Work required - As soon as the line containing "Target: hooded crow fledgling" appears in the material below, start returning lines exactly, and end with the line containing "Target: stitched seam".

Listed records -
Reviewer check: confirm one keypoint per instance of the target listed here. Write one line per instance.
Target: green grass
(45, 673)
--
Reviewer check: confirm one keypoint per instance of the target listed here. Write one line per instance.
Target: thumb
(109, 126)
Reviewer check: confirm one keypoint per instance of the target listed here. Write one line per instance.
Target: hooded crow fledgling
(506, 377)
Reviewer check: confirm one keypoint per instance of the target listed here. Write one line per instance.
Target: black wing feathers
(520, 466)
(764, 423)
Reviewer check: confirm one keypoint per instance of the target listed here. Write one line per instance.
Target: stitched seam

Task result -
Target: hooded crow fledgling
(506, 377)
Reviewer check: confirm one keypoint per instance of the target listed here. Write one line per instance.
Target: black wing feathers
(520, 466)
(764, 423)
Reviewer check: confirm one keypoint per instance of the target listed here. Write one line per instance.
Target: stitched seam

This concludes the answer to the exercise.